- What you should do: Put the data below into a Markdown table with the columns Row and Line, numbering each line and leaving out blank lines.
--------------------
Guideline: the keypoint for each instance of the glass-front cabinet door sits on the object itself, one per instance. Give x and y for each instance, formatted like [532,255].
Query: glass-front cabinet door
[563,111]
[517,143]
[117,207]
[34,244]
--------------------
- Result:
| Row | Line |
|---|---|
| 1 | Guideline: the keypoint for each instance of the glass-front cabinet door sits on the object itself, one per instance. Give x and y for each instance, formatted like [532,255]. |
| 2 | Query: glass-front cabinet door |
| 3 | [563,111] |
| 4 | [517,143] |
| 5 | [117,207] |
| 6 | [34,244] |